> _DESCRIPTION OF THE TASK_
Please retype the data below exactly, stopping after the line with "Target: van windshield" and skipping every picture.
┏━━
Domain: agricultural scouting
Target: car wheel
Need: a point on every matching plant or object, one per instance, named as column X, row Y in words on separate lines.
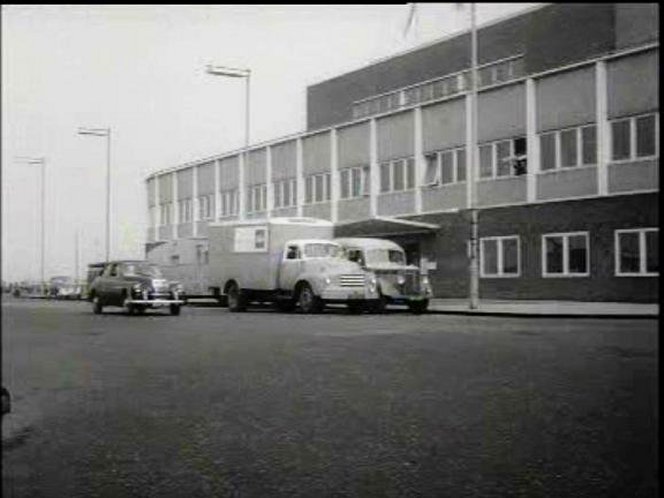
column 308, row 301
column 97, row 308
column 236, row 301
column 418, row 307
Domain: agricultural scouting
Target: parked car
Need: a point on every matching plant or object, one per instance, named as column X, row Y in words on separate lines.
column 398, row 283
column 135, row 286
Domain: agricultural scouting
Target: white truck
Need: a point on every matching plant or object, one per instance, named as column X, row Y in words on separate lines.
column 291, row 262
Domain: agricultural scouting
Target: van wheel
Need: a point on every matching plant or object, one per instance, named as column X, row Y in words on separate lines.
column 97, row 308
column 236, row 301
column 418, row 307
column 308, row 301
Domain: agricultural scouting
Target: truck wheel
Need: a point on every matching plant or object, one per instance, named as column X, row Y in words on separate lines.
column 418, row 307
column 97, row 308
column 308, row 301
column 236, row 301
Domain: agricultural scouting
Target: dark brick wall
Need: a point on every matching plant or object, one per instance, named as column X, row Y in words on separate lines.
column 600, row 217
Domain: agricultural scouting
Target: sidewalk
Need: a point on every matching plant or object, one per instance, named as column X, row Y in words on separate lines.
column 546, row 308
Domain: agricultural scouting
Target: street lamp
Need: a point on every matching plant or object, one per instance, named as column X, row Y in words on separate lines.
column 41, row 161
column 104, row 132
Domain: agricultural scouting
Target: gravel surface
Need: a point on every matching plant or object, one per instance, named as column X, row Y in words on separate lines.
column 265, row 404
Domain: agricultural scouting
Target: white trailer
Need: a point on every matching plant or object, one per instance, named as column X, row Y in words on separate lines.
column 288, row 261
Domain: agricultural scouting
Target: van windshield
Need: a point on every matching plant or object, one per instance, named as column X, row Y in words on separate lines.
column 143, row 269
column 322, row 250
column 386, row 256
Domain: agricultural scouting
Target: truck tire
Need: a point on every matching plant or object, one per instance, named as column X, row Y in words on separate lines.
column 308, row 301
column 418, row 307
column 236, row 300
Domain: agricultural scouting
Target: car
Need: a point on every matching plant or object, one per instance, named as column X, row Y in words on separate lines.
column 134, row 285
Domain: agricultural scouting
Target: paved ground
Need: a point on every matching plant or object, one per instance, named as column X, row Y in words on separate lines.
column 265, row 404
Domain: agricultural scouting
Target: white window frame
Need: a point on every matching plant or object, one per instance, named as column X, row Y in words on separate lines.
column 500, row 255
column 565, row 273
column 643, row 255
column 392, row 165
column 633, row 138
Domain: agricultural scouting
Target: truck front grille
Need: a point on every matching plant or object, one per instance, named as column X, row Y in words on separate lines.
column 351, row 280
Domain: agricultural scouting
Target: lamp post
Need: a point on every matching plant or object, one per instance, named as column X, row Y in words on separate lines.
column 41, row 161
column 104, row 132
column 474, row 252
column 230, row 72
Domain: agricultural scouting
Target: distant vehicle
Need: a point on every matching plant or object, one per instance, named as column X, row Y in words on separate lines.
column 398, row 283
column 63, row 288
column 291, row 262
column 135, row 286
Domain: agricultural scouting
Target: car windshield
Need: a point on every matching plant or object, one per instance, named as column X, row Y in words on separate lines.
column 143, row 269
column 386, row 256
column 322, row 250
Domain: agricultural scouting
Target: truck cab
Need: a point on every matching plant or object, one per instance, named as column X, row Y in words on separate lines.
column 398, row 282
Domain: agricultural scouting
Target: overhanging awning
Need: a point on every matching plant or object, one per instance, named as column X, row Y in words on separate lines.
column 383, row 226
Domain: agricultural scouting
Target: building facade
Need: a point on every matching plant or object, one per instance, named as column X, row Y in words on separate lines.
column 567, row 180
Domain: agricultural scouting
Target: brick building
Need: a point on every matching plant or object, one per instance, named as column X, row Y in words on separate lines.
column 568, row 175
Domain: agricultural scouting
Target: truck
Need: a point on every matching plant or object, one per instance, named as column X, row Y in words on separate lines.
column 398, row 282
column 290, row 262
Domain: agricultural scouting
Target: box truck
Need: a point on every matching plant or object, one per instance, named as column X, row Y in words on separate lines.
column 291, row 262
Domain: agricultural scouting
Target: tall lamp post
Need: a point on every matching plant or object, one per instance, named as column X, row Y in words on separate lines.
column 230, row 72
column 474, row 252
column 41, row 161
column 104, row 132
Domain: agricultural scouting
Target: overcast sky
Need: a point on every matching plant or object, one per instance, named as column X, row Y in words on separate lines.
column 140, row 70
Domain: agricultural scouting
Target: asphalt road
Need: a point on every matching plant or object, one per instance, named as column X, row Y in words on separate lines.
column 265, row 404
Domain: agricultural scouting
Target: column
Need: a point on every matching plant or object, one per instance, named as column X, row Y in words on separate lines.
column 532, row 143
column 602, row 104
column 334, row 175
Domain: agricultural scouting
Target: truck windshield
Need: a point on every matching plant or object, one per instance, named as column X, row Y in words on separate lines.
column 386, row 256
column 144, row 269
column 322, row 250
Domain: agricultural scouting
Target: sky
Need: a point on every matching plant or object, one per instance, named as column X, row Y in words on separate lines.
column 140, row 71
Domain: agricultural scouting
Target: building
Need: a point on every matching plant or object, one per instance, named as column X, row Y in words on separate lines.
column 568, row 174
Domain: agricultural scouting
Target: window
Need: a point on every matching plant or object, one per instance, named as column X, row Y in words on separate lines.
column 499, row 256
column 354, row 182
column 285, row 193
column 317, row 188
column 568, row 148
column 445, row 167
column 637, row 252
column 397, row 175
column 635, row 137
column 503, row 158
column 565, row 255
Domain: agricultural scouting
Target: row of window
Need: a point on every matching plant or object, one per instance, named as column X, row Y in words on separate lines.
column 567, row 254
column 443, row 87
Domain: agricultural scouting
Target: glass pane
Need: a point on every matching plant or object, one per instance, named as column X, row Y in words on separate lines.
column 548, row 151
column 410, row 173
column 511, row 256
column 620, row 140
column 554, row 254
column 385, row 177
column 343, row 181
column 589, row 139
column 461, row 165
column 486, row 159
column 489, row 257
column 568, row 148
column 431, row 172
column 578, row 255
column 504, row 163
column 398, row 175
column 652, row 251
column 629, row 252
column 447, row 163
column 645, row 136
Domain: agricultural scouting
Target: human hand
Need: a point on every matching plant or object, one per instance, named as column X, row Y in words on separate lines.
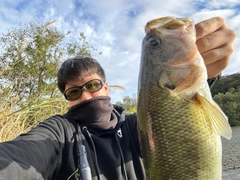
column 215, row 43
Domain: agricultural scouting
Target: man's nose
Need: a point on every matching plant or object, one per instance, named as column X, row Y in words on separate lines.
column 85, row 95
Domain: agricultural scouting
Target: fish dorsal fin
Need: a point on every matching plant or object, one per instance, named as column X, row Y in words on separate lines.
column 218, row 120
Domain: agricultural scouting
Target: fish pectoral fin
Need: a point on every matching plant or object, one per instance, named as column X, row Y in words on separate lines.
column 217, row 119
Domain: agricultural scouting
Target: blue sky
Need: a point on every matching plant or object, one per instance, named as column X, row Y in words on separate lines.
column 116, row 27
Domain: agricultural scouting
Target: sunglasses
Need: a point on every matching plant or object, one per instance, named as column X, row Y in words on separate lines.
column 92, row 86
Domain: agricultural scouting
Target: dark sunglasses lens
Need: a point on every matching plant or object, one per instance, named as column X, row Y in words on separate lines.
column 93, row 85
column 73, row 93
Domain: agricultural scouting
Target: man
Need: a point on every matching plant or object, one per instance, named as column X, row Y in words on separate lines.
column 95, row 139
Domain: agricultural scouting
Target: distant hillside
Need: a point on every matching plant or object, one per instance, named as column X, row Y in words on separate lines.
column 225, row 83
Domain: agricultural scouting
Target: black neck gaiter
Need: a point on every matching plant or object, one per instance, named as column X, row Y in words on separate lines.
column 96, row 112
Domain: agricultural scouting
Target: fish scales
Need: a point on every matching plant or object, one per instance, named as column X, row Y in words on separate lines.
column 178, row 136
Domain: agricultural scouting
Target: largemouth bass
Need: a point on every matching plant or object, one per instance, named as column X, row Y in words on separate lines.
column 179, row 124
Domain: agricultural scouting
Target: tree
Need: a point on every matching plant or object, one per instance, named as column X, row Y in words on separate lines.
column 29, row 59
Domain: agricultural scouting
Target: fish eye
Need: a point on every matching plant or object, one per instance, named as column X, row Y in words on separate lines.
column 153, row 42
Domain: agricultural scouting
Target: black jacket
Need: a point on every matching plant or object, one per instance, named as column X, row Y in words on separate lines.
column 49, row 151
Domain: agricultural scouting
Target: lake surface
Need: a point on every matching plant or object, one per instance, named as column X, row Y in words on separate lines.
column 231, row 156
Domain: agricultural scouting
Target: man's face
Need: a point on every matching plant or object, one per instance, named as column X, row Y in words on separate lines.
┗━━
> _COMPLETED TASK_
Domain: agricultural scouting
Target: car wheel
Need: a point on every matching plant or object, one per instance, named as column X, row Y in words on separate lines.
column 308, row 301
column 97, row 308
column 236, row 301
column 418, row 307
Domain: agricultural scouting
Target: parked car
Need: a point on every matching plant or object, one per instance, named as column X, row Y in words on separate lines.
column 398, row 283
column 135, row 286
Domain: agricultural scouting
Target: white truck
Need: a point on every matching plant or object, one per instance, named as column X, row Y in words on separate lines.
column 291, row 262
Domain: agricultural scouting
Target: van wheel
Need: a point on every matching plant or object, one per instance, named as column X, row Y in words on separate lines.
column 97, row 308
column 236, row 301
column 418, row 307
column 308, row 301
Domain: agricultural scouting
Target: truck wheel
Need: a point on every matching plant or object, one per instance, named as column X, row Y in words on separate lines.
column 418, row 307
column 97, row 308
column 308, row 301
column 236, row 301
Domain: agricultural scouting
Target: dark brick wall
Need: a point on every matching plant or object, one per instance, named as column X, row Y in words on separate lines.
column 600, row 217
Domain: agricultural scouting
Target: sidewalk
Need: a point on every matching plant or object, one per instance, named as column X, row Y in words on separate lines.
column 546, row 308
Domain: agricultural scouting
Target: street lamp
Need: a point on every matching plant or object, one per instance, named as column X, row Y in words on separate lines.
column 41, row 161
column 104, row 132
Domain: agricultural scouting
Target: gravel surface
Need: a point on every matching plant or object, one per instance, named as column X, row Y in words on separate lines.
column 265, row 404
Domain: agricultural scouting
Target: white trailer
Need: a point on every matching plant or object, one per instance, named as column X, row Y in words on separate lines.
column 288, row 261
Domain: agricultural scouting
Target: van windshield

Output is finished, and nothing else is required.